━━━ MATERIAL FOR THE TASK ━━━
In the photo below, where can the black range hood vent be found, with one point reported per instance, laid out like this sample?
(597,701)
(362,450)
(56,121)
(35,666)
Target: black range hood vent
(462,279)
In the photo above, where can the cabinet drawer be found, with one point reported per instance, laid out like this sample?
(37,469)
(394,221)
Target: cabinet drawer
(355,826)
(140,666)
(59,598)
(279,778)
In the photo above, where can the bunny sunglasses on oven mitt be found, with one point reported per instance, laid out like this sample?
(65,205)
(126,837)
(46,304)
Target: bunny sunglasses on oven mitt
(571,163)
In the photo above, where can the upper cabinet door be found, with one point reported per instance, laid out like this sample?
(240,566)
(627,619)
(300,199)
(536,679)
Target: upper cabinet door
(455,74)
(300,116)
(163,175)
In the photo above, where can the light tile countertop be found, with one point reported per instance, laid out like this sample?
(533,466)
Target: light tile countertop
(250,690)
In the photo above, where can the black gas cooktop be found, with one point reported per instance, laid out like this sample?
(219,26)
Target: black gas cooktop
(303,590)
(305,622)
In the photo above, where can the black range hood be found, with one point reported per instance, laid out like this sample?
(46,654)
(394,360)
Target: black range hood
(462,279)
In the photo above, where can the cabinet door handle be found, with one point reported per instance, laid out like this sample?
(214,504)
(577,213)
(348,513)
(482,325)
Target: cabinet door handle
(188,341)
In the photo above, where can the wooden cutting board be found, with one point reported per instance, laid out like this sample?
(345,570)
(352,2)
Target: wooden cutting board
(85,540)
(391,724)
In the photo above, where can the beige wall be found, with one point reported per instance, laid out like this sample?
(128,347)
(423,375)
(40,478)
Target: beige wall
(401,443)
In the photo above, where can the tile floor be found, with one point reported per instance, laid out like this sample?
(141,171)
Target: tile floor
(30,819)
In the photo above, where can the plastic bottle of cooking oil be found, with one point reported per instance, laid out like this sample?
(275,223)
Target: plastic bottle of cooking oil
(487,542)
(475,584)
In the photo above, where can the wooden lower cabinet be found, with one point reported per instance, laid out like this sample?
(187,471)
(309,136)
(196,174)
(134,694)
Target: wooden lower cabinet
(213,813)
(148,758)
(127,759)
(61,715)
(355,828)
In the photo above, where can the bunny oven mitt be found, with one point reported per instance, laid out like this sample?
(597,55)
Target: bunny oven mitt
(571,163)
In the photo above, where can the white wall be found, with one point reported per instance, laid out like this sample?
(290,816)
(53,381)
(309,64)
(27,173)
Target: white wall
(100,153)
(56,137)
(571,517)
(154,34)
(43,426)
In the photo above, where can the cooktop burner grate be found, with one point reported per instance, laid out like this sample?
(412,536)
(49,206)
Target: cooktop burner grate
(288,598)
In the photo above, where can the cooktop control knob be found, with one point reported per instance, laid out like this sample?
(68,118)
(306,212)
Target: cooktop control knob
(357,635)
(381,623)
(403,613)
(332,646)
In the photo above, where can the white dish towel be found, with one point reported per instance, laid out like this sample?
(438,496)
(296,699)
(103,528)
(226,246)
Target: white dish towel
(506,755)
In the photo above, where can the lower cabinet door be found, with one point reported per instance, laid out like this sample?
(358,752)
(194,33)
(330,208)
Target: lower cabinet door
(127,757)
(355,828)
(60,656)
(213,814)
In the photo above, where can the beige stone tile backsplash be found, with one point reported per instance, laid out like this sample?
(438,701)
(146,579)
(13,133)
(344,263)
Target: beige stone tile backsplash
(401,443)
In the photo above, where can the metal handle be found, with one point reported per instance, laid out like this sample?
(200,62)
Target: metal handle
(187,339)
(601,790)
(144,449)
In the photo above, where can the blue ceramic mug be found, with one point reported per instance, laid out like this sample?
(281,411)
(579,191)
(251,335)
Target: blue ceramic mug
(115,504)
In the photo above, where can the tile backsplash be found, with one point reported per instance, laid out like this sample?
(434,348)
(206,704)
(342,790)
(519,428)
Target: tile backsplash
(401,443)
━━━
GOAL: Quote all of the entries verbatim.

WRITTEN ANSWER:
In the photo below, where can the black range hood vent be found, with one point reported per instance, laid out like this sample?
(597,701)
(362,450)
(56,121)
(35,666)
Target: black range hood vent
(462,279)
In the photo above, where can the cabinet drawer be found, with one point reported per instance, laid out like this sample?
(37,469)
(394,221)
Target: cabinet drawer
(355,826)
(140,666)
(59,598)
(279,778)
In the photo above, where can the bunny sunglasses on oven mitt be found, with one point reported per instance, laid out like this sample?
(65,205)
(126,837)
(46,304)
Target: bunny sunglasses on oven mitt
(571,163)
In the photo above, where can the upper cabinet door be found, with one point reported per instance, laid out like this sample?
(240,566)
(627,619)
(300,199)
(536,679)
Target: upper cabinet door
(455,74)
(300,116)
(163,175)
In the photo above, where can the light tile countertop be found, with one point reported per instance, laid out like this sample?
(533,466)
Target: light tile countertop
(250,690)
In the photo above, where can the black gas cooktop be found, with one point reported per instance, laid out like this sample?
(219,26)
Target: black gas cooktop
(303,590)
(305,622)
In the photo above, where can the black range hood be found, with one point reported per instance, laid out like this sample?
(46,654)
(394,360)
Target: black range hood
(462,279)
In the photo above, where can the cabinet door handle be found, with one point reported per instance, laid out like this sample?
(214,504)
(577,213)
(348,513)
(482,325)
Target: cabinet door handle
(188,341)
In the photo above, where can the wooden cutting board be found, with one point reported per instance, laid out like this sample?
(345,570)
(352,2)
Target: wooden cutting board
(85,540)
(391,724)
In the photo above, where can the beige wall be found, with one point reported per instance, laid out like this sample?
(128,347)
(423,375)
(40,478)
Target: beige wall
(401,443)
In the photo above, where can the tile floor be found, with one point reported per instance, laid out like this sample?
(141,171)
Target: tile floor
(30,819)
In the photo above, where can the plastic bottle of cooking oil be found, with one point reported per instance, laid out like this sample?
(275,223)
Target: plastic bottle of cooking oil
(487,542)
(475,584)
In the photo above, where can the wooden lower cabinet be found, with one point reported per instance, laid out like this sample?
(187,471)
(309,136)
(196,174)
(134,694)
Target: wooden lower cabinet
(213,813)
(148,758)
(127,759)
(61,715)
(355,828)
In the photo above, where can the bunny oven mitt be found, with one point reported per instance, laid out like this sample?
(597,55)
Target: bunny oven mitt
(571,163)
In the photo above, where can the white wall be found, with one point reported per instance, laid out like this sample?
(290,816)
(53,381)
(309,64)
(27,173)
Target: white wall
(100,153)
(56,137)
(571,517)
(154,34)
(43,426)
In the photo above, where can the cooktop burner grate be found, with one point reported per instance, laid out like this sample?
(412,536)
(49,206)
Target: cooktop burner grate
(288,598)
In the photo above, where can the cooktop control knob be found, with one point reported per instance, laid out like this sample?
(68,118)
(306,212)
Target: cooktop control knob
(357,635)
(381,623)
(403,613)
(332,646)
In the photo above, where can the white dish towel be found, with one point reported per instance, laid out like this sample?
(438,496)
(296,699)
(103,528)
(226,246)
Target: white dish towel
(506,755)
In the photo above, where can the lower cabinet door be found, with one point reported per instance, laid out like this sample?
(358,752)
(194,33)
(330,208)
Target: lower cabinet door
(127,757)
(355,828)
(60,656)
(213,814)
In the photo above, where can the beige stone tile backsplash be found, with one point reported per instance, laid out like this sample?
(438,701)
(146,579)
(13,133)
(344,263)
Target: beige stone tile backsplash
(401,443)
In the photo above, where can the metal handle be found, with one point reported per instance, laid out like this sample?
(200,62)
Target: metal handle
(187,339)
(601,790)
(144,449)
In the photo above, where can the blue ceramic mug be found, with one point reported per instance, laid out like this sample?
(281,411)
(579,191)
(251,335)
Target: blue ceramic mug
(115,504)
In the photo above, where can the tile backsplash be found, with one point reported per instance, laid out like this sample?
(434,348)
(206,704)
(342,790)
(519,428)
Target: tile backsplash
(401,443)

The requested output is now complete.